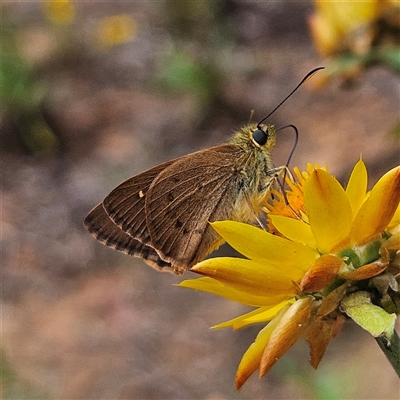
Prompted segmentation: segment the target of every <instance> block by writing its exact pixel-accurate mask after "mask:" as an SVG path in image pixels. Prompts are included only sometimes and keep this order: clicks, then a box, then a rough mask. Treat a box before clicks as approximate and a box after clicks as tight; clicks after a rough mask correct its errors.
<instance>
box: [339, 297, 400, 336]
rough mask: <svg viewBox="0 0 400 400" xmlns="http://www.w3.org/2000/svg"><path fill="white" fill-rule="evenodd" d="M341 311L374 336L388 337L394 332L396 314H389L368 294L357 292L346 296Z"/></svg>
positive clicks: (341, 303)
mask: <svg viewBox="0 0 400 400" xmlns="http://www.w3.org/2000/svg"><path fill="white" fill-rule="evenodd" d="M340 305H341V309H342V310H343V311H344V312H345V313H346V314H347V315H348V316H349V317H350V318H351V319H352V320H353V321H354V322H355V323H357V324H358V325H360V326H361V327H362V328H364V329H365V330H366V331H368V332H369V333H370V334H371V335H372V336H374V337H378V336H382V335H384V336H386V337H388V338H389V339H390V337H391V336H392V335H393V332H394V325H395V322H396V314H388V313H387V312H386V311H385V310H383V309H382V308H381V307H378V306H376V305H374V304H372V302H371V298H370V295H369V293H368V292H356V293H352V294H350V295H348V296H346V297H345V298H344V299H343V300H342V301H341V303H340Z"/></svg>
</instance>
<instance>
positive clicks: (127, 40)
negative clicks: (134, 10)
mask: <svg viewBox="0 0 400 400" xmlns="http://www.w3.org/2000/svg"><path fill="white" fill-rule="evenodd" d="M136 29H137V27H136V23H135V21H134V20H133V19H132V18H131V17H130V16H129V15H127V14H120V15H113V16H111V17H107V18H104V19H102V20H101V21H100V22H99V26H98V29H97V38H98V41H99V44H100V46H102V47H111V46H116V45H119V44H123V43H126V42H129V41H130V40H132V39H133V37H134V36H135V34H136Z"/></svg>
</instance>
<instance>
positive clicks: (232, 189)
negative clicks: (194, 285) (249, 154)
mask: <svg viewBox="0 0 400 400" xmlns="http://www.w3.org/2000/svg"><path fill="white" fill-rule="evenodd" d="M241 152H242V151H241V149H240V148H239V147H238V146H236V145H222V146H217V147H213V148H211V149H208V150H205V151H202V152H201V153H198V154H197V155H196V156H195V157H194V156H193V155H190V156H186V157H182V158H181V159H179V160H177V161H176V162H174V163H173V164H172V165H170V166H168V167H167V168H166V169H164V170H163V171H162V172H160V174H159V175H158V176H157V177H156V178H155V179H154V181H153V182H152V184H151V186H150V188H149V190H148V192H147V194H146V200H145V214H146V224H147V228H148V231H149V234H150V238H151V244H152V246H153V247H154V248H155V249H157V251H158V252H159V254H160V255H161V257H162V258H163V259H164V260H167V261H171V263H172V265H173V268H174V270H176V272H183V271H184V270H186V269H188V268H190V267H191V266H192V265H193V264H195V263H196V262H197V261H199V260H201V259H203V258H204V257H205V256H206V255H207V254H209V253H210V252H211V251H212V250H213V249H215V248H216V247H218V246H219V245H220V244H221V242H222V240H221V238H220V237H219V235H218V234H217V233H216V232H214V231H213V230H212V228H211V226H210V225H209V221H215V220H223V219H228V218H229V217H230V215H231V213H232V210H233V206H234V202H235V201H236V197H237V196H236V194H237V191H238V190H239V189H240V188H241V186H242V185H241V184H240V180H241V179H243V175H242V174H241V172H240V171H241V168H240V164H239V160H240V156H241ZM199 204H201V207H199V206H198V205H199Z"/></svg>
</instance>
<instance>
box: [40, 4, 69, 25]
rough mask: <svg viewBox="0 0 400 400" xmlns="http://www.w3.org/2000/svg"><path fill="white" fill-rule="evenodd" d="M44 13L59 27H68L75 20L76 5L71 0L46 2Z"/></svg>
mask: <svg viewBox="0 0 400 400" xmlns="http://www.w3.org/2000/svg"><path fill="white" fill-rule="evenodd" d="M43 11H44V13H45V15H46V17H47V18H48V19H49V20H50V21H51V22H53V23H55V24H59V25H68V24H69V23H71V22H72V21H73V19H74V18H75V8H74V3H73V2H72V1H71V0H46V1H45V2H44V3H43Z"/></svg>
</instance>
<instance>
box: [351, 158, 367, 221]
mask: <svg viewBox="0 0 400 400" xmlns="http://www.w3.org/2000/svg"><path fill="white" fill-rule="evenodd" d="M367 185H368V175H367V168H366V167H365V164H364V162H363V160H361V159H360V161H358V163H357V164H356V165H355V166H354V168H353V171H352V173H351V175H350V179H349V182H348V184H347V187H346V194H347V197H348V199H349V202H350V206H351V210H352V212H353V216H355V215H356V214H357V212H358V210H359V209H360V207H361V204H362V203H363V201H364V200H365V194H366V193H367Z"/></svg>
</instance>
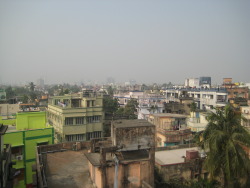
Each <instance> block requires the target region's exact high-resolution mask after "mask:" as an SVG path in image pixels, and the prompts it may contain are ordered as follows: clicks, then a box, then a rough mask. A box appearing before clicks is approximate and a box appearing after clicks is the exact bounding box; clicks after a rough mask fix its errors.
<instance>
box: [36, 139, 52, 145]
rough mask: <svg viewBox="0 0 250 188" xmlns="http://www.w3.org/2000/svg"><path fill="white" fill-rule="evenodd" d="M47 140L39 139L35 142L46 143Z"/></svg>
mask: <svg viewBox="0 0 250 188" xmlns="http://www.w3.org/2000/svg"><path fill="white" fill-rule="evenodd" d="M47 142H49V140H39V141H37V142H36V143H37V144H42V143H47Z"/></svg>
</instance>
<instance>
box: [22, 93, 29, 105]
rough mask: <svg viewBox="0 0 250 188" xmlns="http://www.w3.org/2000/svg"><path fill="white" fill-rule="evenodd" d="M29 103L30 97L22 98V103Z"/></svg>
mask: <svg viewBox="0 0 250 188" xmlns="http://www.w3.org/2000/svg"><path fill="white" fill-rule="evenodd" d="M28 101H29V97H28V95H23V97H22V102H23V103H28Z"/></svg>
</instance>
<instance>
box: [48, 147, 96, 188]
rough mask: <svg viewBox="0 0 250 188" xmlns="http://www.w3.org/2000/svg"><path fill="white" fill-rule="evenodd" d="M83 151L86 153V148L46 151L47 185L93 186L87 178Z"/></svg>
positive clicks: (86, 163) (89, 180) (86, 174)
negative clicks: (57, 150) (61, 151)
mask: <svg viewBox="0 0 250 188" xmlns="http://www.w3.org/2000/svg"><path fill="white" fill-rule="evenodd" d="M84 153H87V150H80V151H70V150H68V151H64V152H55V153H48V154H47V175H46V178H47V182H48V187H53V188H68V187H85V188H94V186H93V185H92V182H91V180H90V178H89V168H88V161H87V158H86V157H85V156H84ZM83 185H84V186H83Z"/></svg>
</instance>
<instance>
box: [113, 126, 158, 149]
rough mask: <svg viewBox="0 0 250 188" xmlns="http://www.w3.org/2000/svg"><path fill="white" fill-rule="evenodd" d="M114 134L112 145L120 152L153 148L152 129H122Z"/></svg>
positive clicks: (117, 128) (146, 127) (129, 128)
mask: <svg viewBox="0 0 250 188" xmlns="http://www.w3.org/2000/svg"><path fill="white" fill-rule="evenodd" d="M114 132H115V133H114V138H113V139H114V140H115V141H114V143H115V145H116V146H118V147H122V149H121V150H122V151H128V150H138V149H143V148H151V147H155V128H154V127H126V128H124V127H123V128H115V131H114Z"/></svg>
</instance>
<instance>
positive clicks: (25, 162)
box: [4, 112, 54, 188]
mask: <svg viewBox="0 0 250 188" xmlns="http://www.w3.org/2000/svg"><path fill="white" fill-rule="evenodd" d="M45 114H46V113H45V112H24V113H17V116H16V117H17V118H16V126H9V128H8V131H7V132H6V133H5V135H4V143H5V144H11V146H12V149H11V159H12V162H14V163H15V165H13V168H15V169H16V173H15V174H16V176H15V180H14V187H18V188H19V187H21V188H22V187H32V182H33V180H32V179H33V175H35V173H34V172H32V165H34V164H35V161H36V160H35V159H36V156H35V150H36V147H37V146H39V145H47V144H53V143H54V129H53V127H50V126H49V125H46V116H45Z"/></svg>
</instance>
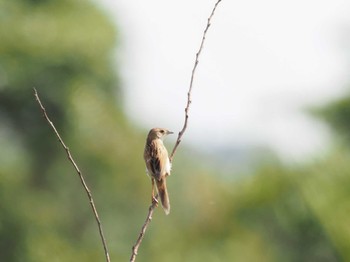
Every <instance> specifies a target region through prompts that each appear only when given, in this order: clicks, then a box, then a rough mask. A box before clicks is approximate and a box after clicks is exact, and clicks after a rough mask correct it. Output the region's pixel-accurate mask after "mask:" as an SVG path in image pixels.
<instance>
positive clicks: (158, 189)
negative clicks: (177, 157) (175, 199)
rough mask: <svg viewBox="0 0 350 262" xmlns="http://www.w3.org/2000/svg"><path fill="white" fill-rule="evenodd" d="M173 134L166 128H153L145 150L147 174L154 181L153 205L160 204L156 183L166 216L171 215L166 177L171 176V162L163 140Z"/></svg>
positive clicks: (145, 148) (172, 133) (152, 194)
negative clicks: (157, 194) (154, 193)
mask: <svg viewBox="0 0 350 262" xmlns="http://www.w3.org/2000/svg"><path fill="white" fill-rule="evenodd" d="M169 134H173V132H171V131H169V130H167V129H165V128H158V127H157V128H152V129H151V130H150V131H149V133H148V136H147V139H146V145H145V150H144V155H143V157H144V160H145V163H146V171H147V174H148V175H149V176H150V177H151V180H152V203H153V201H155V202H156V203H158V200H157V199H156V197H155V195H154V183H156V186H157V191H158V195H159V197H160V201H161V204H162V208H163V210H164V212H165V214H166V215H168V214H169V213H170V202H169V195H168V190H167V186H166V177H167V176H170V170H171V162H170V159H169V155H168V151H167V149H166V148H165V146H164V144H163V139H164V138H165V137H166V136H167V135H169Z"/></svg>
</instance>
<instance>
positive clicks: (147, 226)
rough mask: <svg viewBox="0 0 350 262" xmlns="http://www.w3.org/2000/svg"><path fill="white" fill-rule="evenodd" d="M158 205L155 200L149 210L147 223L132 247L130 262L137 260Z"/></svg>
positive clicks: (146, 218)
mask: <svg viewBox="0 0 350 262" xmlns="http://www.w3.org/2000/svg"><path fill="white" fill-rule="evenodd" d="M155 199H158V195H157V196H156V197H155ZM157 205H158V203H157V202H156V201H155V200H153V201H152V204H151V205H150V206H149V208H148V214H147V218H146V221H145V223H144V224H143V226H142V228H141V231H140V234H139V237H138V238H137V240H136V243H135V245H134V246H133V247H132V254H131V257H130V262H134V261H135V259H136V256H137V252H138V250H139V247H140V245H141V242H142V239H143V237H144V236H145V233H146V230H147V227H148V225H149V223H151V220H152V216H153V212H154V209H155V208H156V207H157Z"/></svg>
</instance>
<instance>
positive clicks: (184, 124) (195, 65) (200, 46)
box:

....................

Work to complete — Whenever the word "target" shows up in a line of the entries, list that line.

Exercise answer —
Prompted segmentation: segment the target of every <instance> block by writing its exact pixel-accurate mask after "mask:" as an SVG path in image pixels. Prompts are included only sometimes and keep this order: clicks, then a box, then a rough mask. Treat a box before clicks as approximate and a box after clicks as tight; clicks after a rough mask correct its errors.
Each <instance> block requires the target region's exact high-resolution mask after "mask:" as an SVG path in image pixels, and the prompts it may contain are ordered as follows: clicks, then a box, then a rough mask. A box appearing before clicks is approximate and a box appearing after clicks is the exact bounding box; clicks after a rough mask fix its errors.
Every <instance> specifies a target region through prompts that each appear only when given, in this order: clicks, then a box, then a rough mask. A box before clicks is approximate and a box after clicks is exact, and clicks after a rough mask correct it. Output the region's pixel-accurate mask after "mask:" as an SVG path in image pixels.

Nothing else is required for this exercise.